Selected passage:
--------------------

Q There have been complaints from independent marine researchers that NOAA is hoarding information as it relates to the Gulf, the spill in the Gulf, and that if --
MR. GIBBS: Hoarding what types of information?
Q Data about how bad the spill is, the environmental damage, any other data that NOAA has.
MR. GIBBS:  I’m happy to look at some of this.  I have not  -- NOAA has been actively involved in subsea testing.  They are  -- obviously have been heavily involved in monitoring the movement of the oil.  They monitor -- they have monitored currents like the Loop Current.  They are very actively involved in our response effort and I have not seen that type of  information.
Q On a theoretical level, shouldn’t they be sharing that information with the public and with independent researchers, or is it proprietary and only belongs to them?
MR. GIBBS: I don’t -- again, I’m happy to look at what people think that is not being shared that should be.  Again, Dr. Lubchenco and others at NOAA have, again, been very actively involved in this.  They’re a part of and have been an active part of things like the flow rate group.  I don’t -- again, I’m previously unaware that there was concern by some that they weren’t getting information.
Q Well, just on -- okay, so I understand you’re not familiar with these details, but on a theoretical level, shouldn’t organizations like NOAA share as much data as they can with the public and with --
MR. GIBBS: I’m not trying to be obstinate, Jake, I just don’t -- I don’t -- I’m happy to look at complaints that that’s not happening.  I’m not under the impression that NOAA is hoarding data.
Q Do you have any response to the complaint from the Chamber of Commerce today -- here’s just one excerpt of -- Tom Donohue said, “Taken collectively, the regulatory activity now underway is so overwhelming and beyond anything we've ever seen that we risk moving this country away from a government of the people to a government of regulators.”

--------------------

Region labeling records
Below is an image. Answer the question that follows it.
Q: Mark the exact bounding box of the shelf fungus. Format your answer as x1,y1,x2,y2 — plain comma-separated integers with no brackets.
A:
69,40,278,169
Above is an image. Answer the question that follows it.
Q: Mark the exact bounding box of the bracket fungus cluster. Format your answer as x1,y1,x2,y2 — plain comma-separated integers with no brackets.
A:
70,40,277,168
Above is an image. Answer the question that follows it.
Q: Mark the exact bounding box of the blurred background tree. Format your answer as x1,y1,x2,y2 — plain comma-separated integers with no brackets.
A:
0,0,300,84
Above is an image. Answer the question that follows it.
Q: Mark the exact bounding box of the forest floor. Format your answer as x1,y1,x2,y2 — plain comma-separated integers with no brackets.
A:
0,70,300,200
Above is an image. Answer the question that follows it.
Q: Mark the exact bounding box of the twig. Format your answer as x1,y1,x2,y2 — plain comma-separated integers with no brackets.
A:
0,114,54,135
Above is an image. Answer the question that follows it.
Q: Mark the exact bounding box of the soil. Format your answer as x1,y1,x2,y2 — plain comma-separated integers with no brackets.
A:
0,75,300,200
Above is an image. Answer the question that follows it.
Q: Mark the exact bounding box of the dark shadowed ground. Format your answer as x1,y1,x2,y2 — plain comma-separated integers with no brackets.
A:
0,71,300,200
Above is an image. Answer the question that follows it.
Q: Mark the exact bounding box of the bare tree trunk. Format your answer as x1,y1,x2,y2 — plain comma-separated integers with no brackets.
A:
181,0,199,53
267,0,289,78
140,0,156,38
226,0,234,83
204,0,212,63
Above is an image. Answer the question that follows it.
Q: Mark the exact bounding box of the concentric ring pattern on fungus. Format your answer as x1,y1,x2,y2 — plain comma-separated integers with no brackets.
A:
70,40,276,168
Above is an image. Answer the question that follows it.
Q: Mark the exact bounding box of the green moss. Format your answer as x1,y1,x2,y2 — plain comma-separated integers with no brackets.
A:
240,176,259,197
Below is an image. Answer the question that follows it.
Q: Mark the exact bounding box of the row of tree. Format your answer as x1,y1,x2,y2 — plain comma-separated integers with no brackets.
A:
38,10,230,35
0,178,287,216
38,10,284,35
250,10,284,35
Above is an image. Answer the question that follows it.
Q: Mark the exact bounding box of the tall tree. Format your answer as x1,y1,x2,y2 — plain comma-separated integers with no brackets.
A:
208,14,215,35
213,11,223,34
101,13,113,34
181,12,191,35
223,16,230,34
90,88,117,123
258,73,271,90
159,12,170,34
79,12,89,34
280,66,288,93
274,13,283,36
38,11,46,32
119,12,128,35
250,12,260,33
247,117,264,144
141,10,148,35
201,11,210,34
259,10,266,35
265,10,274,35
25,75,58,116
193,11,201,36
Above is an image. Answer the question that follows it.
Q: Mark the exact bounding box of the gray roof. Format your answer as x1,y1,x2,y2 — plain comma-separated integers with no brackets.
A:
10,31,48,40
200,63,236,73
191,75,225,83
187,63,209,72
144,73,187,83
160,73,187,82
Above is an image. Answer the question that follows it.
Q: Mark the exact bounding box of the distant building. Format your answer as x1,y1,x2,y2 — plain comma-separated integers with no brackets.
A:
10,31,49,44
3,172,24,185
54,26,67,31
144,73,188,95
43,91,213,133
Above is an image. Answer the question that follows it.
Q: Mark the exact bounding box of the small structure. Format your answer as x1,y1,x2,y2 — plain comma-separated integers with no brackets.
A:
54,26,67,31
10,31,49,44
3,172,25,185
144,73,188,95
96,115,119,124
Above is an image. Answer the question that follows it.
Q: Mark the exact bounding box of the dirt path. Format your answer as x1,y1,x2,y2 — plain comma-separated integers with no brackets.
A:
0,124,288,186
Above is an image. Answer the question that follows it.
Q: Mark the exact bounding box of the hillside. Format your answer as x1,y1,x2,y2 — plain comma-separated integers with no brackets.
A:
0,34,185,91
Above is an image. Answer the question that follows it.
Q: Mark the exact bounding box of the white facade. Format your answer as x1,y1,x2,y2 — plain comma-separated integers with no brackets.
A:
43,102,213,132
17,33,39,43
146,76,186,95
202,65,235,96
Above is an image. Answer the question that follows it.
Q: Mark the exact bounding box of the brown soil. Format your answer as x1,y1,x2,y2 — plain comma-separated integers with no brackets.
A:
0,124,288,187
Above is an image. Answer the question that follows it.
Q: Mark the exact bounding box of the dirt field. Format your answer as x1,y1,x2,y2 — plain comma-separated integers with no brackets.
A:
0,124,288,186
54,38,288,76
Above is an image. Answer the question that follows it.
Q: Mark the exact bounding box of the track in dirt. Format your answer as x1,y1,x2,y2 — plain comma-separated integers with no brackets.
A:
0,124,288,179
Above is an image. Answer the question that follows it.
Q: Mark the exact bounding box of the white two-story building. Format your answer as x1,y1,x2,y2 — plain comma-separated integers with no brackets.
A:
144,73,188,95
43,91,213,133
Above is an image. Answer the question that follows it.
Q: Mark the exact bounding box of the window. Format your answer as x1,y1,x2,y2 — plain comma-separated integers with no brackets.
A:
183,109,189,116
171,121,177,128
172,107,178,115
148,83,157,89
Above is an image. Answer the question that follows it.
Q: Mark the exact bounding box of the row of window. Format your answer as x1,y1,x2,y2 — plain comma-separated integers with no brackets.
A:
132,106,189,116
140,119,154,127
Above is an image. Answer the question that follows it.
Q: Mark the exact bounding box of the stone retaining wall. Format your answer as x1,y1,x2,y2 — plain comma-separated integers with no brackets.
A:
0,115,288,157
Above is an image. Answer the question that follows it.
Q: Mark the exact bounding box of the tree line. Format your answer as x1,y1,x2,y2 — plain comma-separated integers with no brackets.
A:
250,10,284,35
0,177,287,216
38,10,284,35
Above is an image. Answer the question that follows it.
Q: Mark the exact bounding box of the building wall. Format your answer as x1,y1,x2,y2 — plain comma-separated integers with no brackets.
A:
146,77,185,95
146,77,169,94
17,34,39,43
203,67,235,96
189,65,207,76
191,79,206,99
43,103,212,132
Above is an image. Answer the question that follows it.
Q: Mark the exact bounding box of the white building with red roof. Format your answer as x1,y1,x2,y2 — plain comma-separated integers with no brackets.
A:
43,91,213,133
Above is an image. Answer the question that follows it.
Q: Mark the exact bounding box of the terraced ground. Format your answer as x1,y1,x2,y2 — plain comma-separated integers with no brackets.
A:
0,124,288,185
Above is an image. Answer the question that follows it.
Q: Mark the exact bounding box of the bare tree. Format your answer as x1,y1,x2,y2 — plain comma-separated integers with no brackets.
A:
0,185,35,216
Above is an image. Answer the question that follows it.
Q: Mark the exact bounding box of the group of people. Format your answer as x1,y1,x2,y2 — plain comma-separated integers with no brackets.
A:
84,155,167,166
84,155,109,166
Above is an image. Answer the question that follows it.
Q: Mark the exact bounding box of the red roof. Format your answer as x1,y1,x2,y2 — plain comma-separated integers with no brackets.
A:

--------------------

Requirements:
**1.** Copy the part of the region labeling entries that opens with their first line and closes with the line containing "70,40,277,168", requests included, and increase every bounding-box coordinate in the answers by 124.
**2.** Extend the press briefing transcript on NOAA and the Gulf spill, picking up after its last line.

Final answers:
**1.**
Below is an image. Answer the question that follows it.
Q: Mark the exact bounding box of the shelf fungus. Format your answer as x1,y1,x2,y2 — plain comma-separated integers with no brackets.
A:
193,164,402,293
Above is an image. Answer the question that follows it.
Q: Mark the exact bounding box of the bracket fungus cluster. Format your answer as x1,y1,x2,y2 — plain comma-separated integers with no brackets.
A:
194,164,401,292

**2.**
MR. GIBBS: I think it is ironic to make a statement like that as companies report, as Intel did today, record sales; when corporate profits are up 65 percent from where they were two years ago.  Look, the Chamber of Commerce has a different approach to certain issues, but we have different responsibilities.  The President -- we have not in any way instituted a regulatory structure that is in danger of doing anything like that.  

Again, many of the things that they talked about in their letter that they sent were, how do you have tax cuts for economic growth -- 25 different tax cuts were contained in the Recovery Act.  The notion that they would like to see increased investment in infrastructure is something that the President has talked about for years.  So I don't think that what they’re saying in that letter squares very well with what’s going on in the business world in this country right now.

Is business investment based on the fragility of the economy -- is it governed by that?  Of course.  But I don't think that that is -- it’s certainly not a surprise.

Q Last question is some Republicans in Congress are complaining about the Recovery Act signs.  They’re saying that that’s a waste of millions of dollars and should be better spent. Does the White House have any --

MR. GIBBS:  Better spent?  Recovery projects?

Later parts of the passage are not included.